- _TASK PROMPT_
Extract each line below that contains the string "flower". Letter case matters.
---- DATA IN THIS EXERCISE
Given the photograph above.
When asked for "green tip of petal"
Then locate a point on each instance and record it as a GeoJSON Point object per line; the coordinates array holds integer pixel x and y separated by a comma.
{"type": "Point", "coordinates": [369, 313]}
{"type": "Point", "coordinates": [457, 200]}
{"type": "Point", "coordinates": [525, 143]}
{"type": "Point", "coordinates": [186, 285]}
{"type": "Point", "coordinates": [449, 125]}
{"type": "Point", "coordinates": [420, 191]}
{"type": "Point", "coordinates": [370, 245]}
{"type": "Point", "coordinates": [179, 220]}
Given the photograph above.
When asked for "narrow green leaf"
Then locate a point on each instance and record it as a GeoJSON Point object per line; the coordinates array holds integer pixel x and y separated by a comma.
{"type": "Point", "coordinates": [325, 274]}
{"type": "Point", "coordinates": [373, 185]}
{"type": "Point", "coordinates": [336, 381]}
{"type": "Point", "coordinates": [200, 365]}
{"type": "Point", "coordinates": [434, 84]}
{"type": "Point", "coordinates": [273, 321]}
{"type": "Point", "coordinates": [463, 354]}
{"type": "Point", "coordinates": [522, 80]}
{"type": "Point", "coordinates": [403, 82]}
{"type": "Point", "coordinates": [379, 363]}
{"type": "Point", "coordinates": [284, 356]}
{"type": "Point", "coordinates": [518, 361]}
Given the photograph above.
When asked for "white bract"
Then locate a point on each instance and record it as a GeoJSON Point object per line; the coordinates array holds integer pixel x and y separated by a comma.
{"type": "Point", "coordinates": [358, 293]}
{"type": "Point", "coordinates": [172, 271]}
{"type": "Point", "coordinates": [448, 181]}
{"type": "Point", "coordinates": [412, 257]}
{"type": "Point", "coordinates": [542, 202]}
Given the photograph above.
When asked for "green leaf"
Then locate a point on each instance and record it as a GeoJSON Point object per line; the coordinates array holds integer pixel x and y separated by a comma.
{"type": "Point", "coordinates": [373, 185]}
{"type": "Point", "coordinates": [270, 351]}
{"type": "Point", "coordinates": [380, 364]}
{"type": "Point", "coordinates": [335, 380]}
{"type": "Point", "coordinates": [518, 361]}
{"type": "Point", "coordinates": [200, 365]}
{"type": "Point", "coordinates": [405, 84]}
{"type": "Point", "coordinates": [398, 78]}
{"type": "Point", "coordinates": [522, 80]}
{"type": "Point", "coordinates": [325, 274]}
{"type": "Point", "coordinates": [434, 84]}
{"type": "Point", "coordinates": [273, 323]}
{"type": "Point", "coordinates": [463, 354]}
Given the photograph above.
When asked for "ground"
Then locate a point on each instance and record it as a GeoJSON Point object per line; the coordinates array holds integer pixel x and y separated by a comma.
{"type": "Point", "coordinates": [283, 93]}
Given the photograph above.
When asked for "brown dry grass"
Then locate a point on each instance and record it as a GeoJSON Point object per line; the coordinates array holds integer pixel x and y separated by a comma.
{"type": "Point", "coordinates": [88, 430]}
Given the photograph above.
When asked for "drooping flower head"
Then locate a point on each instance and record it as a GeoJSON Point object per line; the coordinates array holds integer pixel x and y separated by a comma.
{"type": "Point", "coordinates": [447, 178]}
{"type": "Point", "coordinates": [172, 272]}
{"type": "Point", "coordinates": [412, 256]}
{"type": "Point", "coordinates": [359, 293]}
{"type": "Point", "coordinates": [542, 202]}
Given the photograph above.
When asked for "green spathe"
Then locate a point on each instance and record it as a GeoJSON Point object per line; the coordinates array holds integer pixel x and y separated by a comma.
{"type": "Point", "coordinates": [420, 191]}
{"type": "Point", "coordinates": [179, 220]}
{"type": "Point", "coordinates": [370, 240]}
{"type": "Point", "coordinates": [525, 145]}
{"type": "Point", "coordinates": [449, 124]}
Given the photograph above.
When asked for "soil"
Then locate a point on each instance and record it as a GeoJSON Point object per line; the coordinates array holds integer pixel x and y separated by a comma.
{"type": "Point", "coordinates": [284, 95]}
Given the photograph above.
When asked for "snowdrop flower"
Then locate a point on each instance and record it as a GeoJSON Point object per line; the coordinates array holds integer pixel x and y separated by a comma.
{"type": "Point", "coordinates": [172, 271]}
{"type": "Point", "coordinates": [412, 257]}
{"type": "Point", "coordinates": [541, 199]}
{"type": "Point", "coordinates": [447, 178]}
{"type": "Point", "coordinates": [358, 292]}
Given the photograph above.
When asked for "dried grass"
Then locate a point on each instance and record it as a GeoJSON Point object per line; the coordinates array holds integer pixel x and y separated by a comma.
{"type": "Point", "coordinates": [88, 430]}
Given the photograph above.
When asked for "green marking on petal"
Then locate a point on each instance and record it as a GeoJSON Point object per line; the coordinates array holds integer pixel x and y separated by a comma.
--------
- _ANSWER FOR THE TASK_
When asked for "drooping flower head"
When asked for "snowdrop flower"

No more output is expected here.